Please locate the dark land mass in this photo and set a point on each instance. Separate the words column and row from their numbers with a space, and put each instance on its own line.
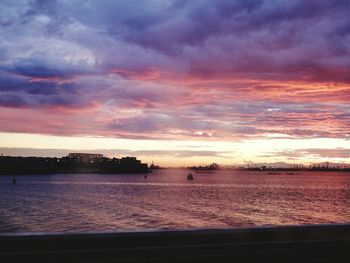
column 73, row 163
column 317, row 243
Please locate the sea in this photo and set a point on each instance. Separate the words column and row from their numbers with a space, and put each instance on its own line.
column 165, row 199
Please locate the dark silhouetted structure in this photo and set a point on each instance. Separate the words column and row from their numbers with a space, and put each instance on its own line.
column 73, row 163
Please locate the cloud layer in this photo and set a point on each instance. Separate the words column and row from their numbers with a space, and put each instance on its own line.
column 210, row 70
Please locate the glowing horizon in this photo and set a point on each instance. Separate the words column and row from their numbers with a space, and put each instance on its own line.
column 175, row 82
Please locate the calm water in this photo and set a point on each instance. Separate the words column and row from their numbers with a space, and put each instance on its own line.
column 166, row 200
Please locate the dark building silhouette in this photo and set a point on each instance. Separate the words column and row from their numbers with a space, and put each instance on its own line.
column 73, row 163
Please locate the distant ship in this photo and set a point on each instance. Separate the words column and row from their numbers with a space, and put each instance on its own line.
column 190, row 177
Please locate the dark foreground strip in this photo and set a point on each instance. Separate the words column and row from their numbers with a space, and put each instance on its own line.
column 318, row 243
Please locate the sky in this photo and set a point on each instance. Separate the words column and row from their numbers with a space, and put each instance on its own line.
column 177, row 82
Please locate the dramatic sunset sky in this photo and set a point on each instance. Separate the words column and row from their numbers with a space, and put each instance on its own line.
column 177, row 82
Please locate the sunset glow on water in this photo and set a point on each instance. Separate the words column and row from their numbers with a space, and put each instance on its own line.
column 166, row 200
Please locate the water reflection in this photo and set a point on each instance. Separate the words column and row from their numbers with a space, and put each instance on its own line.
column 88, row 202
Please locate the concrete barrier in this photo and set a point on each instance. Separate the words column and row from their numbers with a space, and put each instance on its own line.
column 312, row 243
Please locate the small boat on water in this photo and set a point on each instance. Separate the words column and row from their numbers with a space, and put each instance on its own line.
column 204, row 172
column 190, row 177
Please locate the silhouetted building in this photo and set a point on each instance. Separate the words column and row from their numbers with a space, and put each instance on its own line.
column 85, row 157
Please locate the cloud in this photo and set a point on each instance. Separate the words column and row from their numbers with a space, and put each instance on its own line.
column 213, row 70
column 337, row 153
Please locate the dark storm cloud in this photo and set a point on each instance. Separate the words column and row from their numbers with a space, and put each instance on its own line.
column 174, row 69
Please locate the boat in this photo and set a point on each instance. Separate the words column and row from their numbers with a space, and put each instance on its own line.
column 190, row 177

_ _ _ _ _ _ _

## WHAT IS ASKED
Can you reproduce the listing above with every "photo" replaced by "image" and nothing else altered? Leave the pictures out.

## OUTPUT OF THE EXERCISE
Please locate the dark land mass in this image and set a point on each instance. Separate the words column and row from their numbers with a space, and put each instance on its own line.
column 73, row 163
column 317, row 243
Please locate the sea in this image and set a point on each instance. Separate the words column and row from their numbers with a space, and put each instance on its own line.
column 165, row 199
Please locate the dark silhouetted structure in this image and set a point on each instance. Separate the words column and row from their numbers with a space, and put each instance on its own line.
column 73, row 163
Please locate the cloud layer in this image and set a point on each instance. Separate the words column and row from their numbers with a space, and put each instance on its own line.
column 210, row 70
Please locate the glowing horizon in this image and set a point on each instance. Separate the words column and row from their numbers with a space, and put each instance on its own line.
column 175, row 82
Please locate the calm water in this image and set a point on each instance. Separate the words column and row from their numbers with a space, and put each instance on its own line.
column 166, row 200
Please locate the dark building silhouette in this image and set a point on each instance. Separate the words column and row from their numbers with a space, and put each instance on its own line.
column 73, row 163
Please locate the distant ship in this image and set a point on each instance. Separate the words column and row from their numbers with a space, and put each instance on its own line.
column 190, row 177
Please locate the dark foreground strip in this image and set a point on each instance. Separate the words column and row from their numbers with a space, and put each instance on its own line.
column 318, row 243
Please locate the sky in this image and set a point on each instance. Separate the words column and row from their numbers with a space, and put each instance on its own line.
column 177, row 82
Please locate the dramatic sunset sky in this image and set a point on each instance. Separate the words column and row from their numbers with a space, and put each instance on its own line.
column 177, row 82
Please locate the sunset glow on water in this image and set a point on each instance. Separate the words column and row from their numbers with a space, and put each instance on its own line.
column 166, row 200
Please locate the water reflection in this image and set a point on each instance. Separate the words column and row from their numbers with a space, and put each instance on its own line.
column 88, row 202
Please locate the concrete barrier in this image and set a point on each instance. Separate the words column and row from their numbers with a space, and put each instance on its own line.
column 312, row 243
Please locate the small boat on water in this image and set a point on each instance. Separate the words column and row from their numbers with a space, and put each instance on its own line.
column 204, row 172
column 190, row 177
Please locate the silhouetted building in this image and set a point on each instance. Separate the words column and row from their numbers with a space, and put each instance on its own line.
column 85, row 157
Please locate the cloud in this image and set a point on each instance. Separate the words column and row from their numbers with a space, and put each instance on its own line.
column 213, row 70
column 337, row 153
Please locate the dark storm cloud in this image and set a point on each instance. Separate the words column and row from their numbers with a space, and put each instance on its own line.
column 174, row 69
Please locate the boat in this image and set a point on each instance. Separate the words column and row from their numbers with a space, and put each instance on its own line.
column 190, row 177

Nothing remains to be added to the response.